--- BEGIN ---

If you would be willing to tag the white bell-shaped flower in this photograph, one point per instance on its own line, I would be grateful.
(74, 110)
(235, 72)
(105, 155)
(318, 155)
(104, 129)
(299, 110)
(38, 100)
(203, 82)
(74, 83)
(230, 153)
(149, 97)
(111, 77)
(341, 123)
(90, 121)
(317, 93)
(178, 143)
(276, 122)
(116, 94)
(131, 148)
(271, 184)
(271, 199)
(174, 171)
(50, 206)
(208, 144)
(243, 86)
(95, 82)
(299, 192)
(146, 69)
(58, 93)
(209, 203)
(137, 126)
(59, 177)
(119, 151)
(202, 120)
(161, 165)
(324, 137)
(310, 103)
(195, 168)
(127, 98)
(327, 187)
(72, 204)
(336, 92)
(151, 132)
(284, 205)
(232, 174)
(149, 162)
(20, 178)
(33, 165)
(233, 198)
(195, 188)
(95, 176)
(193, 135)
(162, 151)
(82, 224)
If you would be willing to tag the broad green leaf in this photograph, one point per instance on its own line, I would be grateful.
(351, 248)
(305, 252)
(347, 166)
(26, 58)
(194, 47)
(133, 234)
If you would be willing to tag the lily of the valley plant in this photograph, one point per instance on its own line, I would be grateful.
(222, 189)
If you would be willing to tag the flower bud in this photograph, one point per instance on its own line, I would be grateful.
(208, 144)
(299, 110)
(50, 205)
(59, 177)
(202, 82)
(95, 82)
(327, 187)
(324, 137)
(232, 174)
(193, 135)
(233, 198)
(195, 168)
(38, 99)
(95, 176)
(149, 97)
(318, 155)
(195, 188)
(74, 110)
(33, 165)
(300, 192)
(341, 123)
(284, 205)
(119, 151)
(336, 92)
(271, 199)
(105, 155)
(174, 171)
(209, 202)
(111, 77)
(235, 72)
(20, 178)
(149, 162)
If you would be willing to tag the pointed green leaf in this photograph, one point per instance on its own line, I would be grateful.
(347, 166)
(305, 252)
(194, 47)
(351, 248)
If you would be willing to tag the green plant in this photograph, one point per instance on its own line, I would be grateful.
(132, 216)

--- END ---
--- BEGIN ---

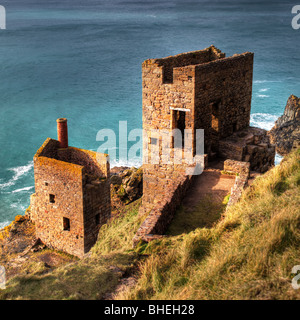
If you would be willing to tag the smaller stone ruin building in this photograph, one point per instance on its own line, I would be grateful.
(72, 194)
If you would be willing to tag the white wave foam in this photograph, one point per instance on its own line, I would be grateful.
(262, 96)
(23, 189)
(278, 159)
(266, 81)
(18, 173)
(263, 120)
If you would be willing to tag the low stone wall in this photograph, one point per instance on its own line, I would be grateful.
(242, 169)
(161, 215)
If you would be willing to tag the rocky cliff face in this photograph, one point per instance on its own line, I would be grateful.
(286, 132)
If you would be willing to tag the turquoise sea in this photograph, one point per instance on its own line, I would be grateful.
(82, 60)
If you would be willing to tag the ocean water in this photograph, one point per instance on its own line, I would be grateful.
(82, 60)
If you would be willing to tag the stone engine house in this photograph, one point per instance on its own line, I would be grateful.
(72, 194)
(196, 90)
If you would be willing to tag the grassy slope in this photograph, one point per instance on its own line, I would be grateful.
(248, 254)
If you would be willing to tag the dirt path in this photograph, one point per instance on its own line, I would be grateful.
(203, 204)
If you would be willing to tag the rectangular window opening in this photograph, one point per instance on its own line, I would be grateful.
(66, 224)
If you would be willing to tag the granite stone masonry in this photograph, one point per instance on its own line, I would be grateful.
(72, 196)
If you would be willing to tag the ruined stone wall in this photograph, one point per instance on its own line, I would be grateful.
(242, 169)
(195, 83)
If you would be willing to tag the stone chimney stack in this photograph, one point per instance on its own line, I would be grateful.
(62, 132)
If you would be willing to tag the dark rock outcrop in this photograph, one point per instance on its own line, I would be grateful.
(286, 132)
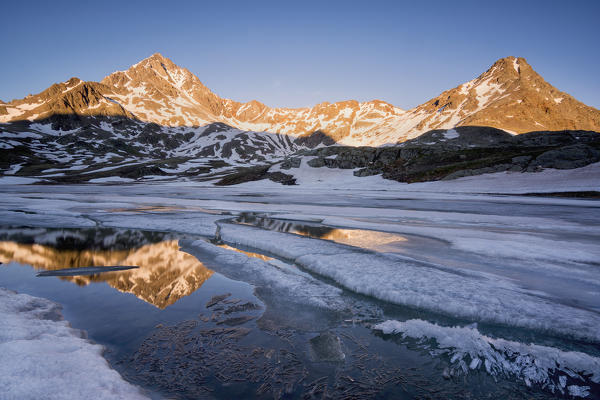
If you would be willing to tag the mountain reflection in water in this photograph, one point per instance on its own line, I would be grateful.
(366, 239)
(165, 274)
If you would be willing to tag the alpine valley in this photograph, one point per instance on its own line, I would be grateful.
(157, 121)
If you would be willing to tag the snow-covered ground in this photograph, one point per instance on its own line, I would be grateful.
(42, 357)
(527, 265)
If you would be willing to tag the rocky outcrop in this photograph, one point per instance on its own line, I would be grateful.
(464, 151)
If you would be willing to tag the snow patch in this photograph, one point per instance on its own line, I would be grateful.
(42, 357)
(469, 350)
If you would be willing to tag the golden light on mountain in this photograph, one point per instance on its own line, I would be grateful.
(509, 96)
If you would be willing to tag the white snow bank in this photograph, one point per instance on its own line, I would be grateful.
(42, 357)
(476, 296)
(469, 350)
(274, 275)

--- END ---
--- BEGIN ---

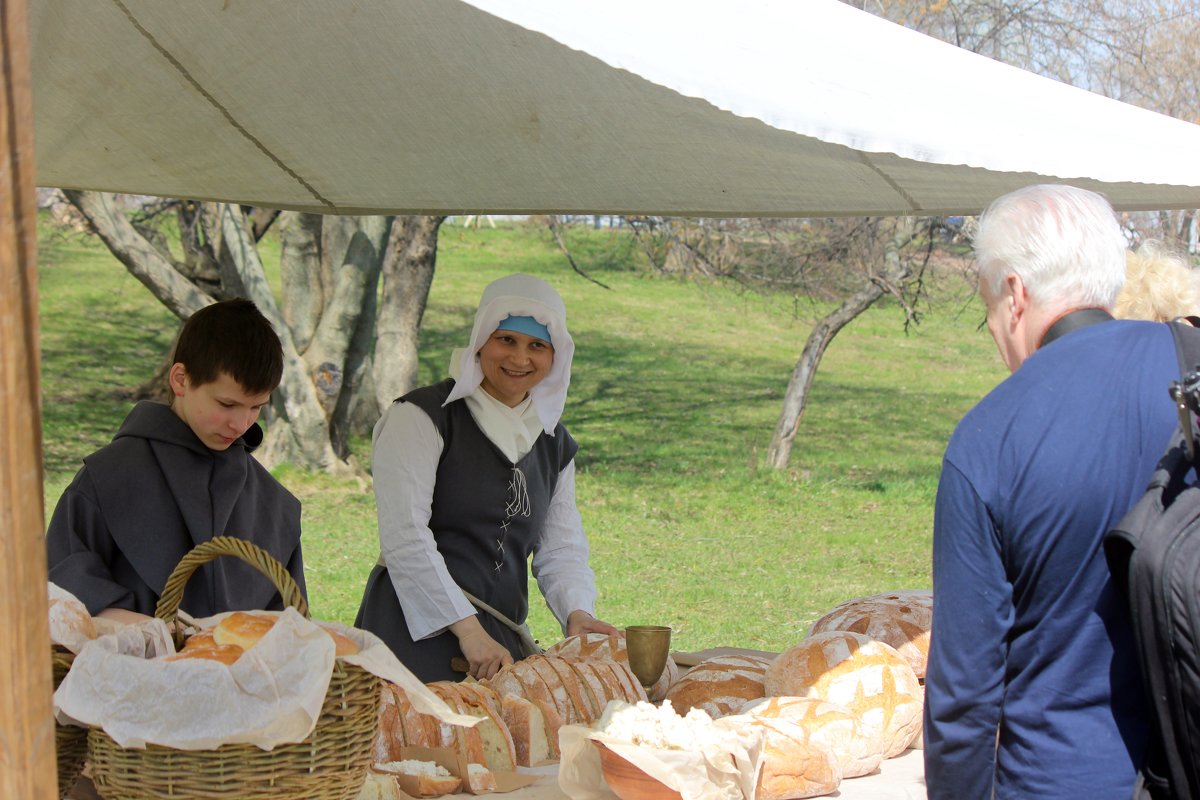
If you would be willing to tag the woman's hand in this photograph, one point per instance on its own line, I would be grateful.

--- END ---

### Challenge
Select each line of the data above that contains the string "mountain", and copy those lines in their original order.

### Exercise result
If you would be willing to tag the mountain reflection in water in this photograph, one point per instance on its own line, I would be grateful.
If you would be willing to tag the golden light on mountain in this photograph, one point per instance on its own line, I would be grateful.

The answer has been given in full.